What the task requires — When you reach the records, transcribe each one exactly.

[Opening Recorded information section]

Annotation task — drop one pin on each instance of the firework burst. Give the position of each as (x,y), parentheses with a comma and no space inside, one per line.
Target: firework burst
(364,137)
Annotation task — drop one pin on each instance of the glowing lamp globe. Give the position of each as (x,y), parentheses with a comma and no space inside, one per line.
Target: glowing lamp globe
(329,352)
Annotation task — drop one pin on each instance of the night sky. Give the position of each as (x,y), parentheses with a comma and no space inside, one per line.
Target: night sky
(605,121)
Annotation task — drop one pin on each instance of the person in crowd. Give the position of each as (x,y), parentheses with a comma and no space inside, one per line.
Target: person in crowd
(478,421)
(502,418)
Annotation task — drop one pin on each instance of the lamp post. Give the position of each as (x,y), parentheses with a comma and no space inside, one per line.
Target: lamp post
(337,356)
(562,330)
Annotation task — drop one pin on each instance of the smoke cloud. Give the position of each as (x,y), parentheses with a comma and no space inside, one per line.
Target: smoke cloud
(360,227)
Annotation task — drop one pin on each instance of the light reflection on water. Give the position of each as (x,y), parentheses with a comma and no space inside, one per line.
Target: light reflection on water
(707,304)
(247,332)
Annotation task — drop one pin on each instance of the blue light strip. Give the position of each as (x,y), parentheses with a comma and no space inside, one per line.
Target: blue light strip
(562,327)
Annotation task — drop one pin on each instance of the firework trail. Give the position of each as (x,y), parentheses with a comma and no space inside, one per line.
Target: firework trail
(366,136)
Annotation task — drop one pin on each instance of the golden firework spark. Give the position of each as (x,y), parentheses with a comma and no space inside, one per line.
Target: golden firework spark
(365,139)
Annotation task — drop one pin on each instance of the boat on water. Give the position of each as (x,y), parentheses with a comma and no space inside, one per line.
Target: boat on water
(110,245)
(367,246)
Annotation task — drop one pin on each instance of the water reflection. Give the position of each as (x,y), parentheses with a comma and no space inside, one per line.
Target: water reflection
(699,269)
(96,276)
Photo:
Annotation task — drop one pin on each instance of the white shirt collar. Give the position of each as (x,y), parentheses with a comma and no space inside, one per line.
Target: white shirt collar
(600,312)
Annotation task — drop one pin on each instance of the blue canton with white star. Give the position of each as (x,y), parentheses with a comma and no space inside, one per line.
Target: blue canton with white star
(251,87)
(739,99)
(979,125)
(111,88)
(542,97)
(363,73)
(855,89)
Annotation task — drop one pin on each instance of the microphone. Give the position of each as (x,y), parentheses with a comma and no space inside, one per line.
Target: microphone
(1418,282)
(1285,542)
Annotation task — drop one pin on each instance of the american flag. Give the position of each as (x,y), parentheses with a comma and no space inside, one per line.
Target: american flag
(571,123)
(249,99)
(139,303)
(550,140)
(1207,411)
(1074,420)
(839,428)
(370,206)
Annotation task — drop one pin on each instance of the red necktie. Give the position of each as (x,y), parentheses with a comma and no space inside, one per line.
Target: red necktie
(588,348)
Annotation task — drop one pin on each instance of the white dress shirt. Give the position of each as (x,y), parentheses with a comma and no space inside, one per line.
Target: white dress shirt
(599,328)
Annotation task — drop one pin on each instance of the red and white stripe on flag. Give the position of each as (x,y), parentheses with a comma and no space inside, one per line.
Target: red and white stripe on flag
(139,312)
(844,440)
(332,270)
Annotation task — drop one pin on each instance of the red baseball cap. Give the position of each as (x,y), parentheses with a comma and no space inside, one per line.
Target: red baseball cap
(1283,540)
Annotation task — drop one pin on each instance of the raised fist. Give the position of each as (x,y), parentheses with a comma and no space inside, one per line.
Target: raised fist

[Closing Recorded information section]

Completed task —
Annotation task — drop one pin on each instance of the firework burst. Give the position of each as (x,y), parentheses with a comma and no space inside, one per line.
Target: firework burst
(364,137)
Annotation task — drop one pin on each instance of the glowing lamp globe. Give the position of each as (x,y), parentheses with a comma and no space inside, one per line.
Target: glowing lamp globe
(329,352)
Annotation task — drop one pin on each instance of the night sky. Give the position of each as (x,y), parentheses with a comma and no space inside, one per line.
Target: night sky
(605,121)
Annotation task — drop one pin on each instance of the person in crowd. Give the position of each as (x,y), parentheses with a comma and no space inside, one per line.
Target: person in crowd
(478,421)
(502,418)
Annotation task — drop one pin on each instance of the lamp post. Give the position of each as (x,y), parentheses with a comma and no space inside, one per line.
Target: lamp post
(337,356)
(562,330)
Annotation task — drop one pin on each instance of the smoke cloud. Give the position of each as (x,y), parentheses with a comma and no space inside, one per line.
Target: smoke cloud
(360,227)
Annotation task — drop one pin on each instance of the light reflection on water. Give the position of each as (x,y), parentheses with a comma and no space inside, one per line.
Target: light reflection on water
(707,304)
(247,332)
Annotation task — drop one pin on each instance of the blue light strip. Give the position of each as (x,y), parentheses with a comma and no space inside, one per line.
Target: blue light strip
(562,327)
Annotation task — drop one pin on each instance of the firework trail. Give the position of each as (x,y), parentheses with a comma and no space inside, one per line.
Target: firework trail
(366,136)
Annotation task — drop one pin on each instance of the golden firework spark. Give the position of each as (x,y), parentheses with a comma and no space inside, one per line.
Target: golden firework spark
(365,139)
Annotation task — drop one pin on each instance of the boat on water. Give the position of each as (x,y), parentheses with a comma and no space inside, one per line.
Target: boat on water
(110,245)
(367,246)
Annotation task — drop one pin on each instance of the water reflection. Give the position of each as (x,y), parentheses with a comma and no space inside, one per line.
Target: water reflection
(699,269)
(96,276)
Photo:
Annotation task — drop one pin on each instance of the white shirt collar. Give the position of each as (x,y), parentheses with a comma and no space inside, one per line.
Target: white shirt collar
(600,312)
Annotation task — drop one pin on each instance of the blue canton with white star. Give the position of each as (x,y), parentheses with a comma and no space inside, one per line.
Target: blue canton with white star
(251,87)
(739,99)
(979,125)
(111,88)
(542,97)
(363,73)
(855,89)
Annotation task — drop one pin on each instance of the microphone. Give the position of each as (x,y), parentheses with a comma and no space inside, one per line.
Target: microphone
(1418,282)
(1285,542)
Annotation task — drop one pin on each instance of the american flag. Give the position of each as (x,y), parentheses with a comma and no space inside, one per line.
Target: american flag
(571,123)
(249,99)
(139,303)
(550,140)
(1207,411)
(1074,420)
(839,428)
(370,206)
Annotation task — drop one pin on each instance of the red necktie. Give the position of each as (x,y), parentheses with a comma and no space inside, one per line.
Target: red necktie
(588,348)
Annotation task — drop one pin on each instance of the white dress shirt. Give the position of each as (x,y), parentheses with a comma and no space inside, one per line.
Target: white dress shirt
(599,328)
Annotation task — drop one pin on each instance of the red and white stripe on flag. Give the position of each as (x,y), parentheses with a comma and no space inside, one per line.
Target: red and white stripe on flag
(139,312)
(844,440)
(332,270)
Annotation task — drop one pin on each instance of the red baseball cap. Give the position of each as (x,y), parentheses with a comma and no space inside, one per line.
Target: red baseball cap
(1283,540)
Annotation task — drop one pin on each instance of the raised fist. Give the position of each as (x,y), parentheses with a comma and no space inside, one per line.
Target: raised fist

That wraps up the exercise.